- [EXERCISE]:
Write out exactly, with no other output, the lines below from the one that contains "of the dark" through the end.

- [DATA LINES]:
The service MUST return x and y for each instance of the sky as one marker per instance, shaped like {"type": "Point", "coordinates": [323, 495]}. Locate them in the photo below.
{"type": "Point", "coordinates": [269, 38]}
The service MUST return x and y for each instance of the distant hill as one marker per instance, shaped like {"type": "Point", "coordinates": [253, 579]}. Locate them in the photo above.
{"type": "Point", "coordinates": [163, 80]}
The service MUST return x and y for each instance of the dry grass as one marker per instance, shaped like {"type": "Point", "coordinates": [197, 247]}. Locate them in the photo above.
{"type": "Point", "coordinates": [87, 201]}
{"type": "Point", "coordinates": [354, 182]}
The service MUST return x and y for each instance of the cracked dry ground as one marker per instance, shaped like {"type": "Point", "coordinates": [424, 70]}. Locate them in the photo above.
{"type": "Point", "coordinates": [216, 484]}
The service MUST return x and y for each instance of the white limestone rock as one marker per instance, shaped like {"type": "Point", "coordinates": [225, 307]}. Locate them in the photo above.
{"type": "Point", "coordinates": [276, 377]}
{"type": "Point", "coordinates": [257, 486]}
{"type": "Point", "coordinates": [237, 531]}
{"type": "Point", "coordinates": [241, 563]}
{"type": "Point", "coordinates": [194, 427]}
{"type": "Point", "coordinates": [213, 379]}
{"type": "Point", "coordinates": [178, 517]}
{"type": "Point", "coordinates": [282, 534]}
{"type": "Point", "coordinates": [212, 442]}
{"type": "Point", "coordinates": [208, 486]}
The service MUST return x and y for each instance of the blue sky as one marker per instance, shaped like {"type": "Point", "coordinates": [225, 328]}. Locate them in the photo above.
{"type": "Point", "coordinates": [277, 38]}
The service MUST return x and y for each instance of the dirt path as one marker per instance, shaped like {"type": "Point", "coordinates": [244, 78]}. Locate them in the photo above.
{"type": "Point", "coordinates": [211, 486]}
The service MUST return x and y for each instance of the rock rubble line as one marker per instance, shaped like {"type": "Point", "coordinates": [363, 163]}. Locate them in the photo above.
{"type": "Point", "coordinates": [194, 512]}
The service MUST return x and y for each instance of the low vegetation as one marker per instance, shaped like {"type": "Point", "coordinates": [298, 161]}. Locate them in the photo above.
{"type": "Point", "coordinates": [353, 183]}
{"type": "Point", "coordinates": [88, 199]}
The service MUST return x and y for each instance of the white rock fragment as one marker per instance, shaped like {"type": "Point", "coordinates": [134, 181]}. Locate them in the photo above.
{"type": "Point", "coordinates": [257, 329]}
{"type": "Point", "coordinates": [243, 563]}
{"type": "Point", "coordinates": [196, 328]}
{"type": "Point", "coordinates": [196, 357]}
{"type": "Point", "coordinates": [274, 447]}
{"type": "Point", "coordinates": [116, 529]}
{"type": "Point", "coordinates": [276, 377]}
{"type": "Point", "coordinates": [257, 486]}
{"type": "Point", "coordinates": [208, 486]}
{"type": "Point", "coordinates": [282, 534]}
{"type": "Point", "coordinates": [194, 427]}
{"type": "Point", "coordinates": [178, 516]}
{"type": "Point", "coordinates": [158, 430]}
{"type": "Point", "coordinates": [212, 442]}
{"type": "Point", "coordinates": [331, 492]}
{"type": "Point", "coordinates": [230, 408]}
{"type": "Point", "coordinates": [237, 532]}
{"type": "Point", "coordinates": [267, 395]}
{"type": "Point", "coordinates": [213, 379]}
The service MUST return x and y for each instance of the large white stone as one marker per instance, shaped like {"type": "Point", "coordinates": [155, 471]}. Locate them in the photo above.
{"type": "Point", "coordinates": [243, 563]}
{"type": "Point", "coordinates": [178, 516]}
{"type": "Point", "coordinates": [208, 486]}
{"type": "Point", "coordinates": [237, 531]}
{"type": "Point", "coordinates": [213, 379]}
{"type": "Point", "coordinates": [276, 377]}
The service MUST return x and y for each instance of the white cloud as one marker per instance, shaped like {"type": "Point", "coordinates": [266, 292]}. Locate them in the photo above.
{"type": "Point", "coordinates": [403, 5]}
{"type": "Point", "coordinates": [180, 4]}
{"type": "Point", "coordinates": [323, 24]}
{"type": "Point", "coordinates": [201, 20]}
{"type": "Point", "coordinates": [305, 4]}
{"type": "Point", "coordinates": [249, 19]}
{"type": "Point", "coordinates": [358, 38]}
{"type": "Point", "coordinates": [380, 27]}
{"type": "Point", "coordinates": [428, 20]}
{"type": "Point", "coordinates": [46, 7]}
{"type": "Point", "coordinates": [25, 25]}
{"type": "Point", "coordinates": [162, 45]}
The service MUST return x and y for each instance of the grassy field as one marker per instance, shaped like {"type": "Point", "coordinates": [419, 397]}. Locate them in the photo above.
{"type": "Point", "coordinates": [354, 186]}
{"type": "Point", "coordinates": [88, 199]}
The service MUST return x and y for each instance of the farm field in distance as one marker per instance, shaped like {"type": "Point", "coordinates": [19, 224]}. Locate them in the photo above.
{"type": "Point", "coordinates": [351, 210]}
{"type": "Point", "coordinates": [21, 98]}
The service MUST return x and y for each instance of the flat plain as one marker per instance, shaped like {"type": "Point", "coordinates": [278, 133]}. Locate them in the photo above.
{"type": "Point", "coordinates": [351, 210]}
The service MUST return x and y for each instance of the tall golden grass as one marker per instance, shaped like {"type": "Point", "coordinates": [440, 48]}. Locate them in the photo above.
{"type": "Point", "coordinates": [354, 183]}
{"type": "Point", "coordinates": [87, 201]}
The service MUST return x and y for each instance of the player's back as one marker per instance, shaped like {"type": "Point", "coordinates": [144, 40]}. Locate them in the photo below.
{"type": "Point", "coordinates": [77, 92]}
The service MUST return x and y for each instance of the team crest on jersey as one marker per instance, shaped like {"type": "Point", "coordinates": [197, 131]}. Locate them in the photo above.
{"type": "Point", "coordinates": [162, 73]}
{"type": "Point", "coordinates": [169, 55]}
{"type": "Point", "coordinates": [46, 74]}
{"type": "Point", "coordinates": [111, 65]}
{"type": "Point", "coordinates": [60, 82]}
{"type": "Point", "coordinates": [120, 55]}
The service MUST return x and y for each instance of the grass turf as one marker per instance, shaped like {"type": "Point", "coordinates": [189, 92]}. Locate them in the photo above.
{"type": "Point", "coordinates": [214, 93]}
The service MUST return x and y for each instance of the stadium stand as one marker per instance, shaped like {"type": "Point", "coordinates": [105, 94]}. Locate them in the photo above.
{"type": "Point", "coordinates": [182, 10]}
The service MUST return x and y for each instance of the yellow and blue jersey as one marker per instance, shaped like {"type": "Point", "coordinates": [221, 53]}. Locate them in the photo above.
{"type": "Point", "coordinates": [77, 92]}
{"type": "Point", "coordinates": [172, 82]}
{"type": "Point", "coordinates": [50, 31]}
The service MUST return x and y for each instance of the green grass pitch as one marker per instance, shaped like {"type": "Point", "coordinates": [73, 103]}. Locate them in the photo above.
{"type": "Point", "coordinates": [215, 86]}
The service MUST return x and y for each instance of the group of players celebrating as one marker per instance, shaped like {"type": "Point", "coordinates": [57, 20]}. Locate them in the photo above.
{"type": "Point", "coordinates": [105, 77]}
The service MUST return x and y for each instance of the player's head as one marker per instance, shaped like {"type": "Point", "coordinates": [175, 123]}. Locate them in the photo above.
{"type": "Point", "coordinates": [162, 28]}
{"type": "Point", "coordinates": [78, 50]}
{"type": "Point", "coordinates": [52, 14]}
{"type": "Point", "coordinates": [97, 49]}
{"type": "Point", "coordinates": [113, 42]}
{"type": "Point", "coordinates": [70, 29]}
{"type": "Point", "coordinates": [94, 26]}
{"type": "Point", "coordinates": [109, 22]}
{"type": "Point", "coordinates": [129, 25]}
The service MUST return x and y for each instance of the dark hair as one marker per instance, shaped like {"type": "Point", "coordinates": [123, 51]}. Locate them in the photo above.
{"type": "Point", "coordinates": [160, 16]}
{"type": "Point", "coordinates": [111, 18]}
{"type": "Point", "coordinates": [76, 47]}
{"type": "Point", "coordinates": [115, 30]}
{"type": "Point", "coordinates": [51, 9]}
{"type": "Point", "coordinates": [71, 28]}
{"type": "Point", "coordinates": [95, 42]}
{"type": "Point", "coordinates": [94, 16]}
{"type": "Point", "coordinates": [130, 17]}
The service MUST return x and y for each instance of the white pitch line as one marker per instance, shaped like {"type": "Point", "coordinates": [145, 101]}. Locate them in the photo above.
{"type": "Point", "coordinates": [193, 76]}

- [WRITTEN SOLUTION]:
The service MUST return x and y for each instance of the dark hair as one marker per instance, shaped like {"type": "Point", "coordinates": [123, 51]}. Locate them in the photo above.
{"type": "Point", "coordinates": [160, 16]}
{"type": "Point", "coordinates": [111, 18]}
{"type": "Point", "coordinates": [76, 47]}
{"type": "Point", "coordinates": [115, 30]}
{"type": "Point", "coordinates": [51, 9]}
{"type": "Point", "coordinates": [71, 28]}
{"type": "Point", "coordinates": [95, 42]}
{"type": "Point", "coordinates": [94, 16]}
{"type": "Point", "coordinates": [130, 17]}
The service MUST return x and y for each instance of the white pitch line as one marker per instance, shaped like {"type": "Point", "coordinates": [145, 101]}. Locate them in the photo above.
{"type": "Point", "coordinates": [193, 76]}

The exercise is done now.